Instructions for the task: Provide a verbatim copy of the data below.

Material supplied:
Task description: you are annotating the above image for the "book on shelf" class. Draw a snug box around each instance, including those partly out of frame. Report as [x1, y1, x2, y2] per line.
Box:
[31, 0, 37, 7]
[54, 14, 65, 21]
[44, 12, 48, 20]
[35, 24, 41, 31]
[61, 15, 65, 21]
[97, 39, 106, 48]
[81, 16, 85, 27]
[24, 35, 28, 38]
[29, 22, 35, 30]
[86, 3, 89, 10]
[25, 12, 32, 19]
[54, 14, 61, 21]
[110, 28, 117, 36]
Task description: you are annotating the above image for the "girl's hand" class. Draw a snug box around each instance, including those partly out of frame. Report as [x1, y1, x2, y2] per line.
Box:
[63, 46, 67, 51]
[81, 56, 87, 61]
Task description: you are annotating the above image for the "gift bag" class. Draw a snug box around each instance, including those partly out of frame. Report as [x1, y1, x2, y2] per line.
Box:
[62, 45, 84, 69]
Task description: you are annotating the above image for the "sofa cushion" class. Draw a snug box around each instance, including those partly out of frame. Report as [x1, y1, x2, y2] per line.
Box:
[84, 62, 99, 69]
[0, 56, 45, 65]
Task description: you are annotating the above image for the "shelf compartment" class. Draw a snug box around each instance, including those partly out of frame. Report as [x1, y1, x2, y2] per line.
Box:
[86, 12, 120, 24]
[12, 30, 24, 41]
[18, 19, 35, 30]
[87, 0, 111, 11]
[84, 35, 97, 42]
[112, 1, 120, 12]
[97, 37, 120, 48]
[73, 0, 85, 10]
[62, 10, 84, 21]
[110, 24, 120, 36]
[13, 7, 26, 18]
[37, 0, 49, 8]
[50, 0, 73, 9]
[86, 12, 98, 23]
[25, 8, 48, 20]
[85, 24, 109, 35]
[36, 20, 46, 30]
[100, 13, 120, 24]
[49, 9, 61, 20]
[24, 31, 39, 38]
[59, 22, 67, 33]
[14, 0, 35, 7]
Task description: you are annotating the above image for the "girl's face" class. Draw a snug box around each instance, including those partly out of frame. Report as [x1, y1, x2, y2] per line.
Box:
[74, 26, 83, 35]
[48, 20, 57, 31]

Answer to the exercise:
Task description: you are annotating the above image for the "book on shelf" class. Draw a snug box around each instance, including those partly out of frame. Report as [x1, y1, x2, y2] per line.
Box:
[31, 0, 37, 7]
[54, 14, 65, 21]
[44, 12, 48, 20]
[35, 24, 41, 31]
[61, 15, 65, 21]
[97, 39, 106, 48]
[81, 16, 85, 27]
[24, 35, 28, 38]
[29, 22, 35, 30]
[86, 3, 89, 10]
[25, 12, 32, 19]
[54, 14, 61, 21]
[110, 28, 117, 36]
Task description: you are annotating the above image for the "girl's hand" class. Draw a snug box around each instance, including those partly out of frame. Report as [x1, y1, x2, y2] per line.
Box:
[63, 46, 67, 51]
[81, 56, 87, 61]
Task description: you are annotating the above image for the "gift bag" class. Draw a snug box around each instance, including those partly out of frame. Report as [x1, y1, x2, y2] per line.
Box:
[62, 45, 84, 69]
Task description: you are annotating the above image for the "sofa cushion" class. Draw a snug box around each instance, including those partly out of frame. Report as [x1, y1, x2, y2] per line.
Box:
[84, 62, 99, 69]
[0, 56, 45, 65]
Task description: you are annotating the above image for the "shelf compartment" class. Draw a snug box around each instance, including those partly out of frame. Report as [x1, y1, x2, y2] per line.
Box:
[86, 12, 120, 24]
[12, 30, 24, 41]
[18, 19, 35, 30]
[87, 0, 111, 11]
[84, 35, 97, 42]
[112, 1, 120, 12]
[97, 37, 120, 48]
[73, 0, 85, 10]
[62, 10, 84, 21]
[110, 24, 120, 36]
[13, 7, 26, 18]
[37, 0, 49, 8]
[50, 0, 73, 9]
[86, 12, 98, 23]
[25, 8, 48, 20]
[85, 24, 109, 35]
[36, 20, 46, 30]
[100, 13, 120, 24]
[49, 9, 61, 20]
[24, 31, 39, 38]
[59, 22, 67, 33]
[14, 0, 35, 7]
Task description: you are annotating the above image for the "girl's face" class. Draw a snug box around each instance, including those partly out of frame. Report as [x1, y1, x2, y2] per line.
Box:
[74, 26, 83, 35]
[48, 20, 57, 31]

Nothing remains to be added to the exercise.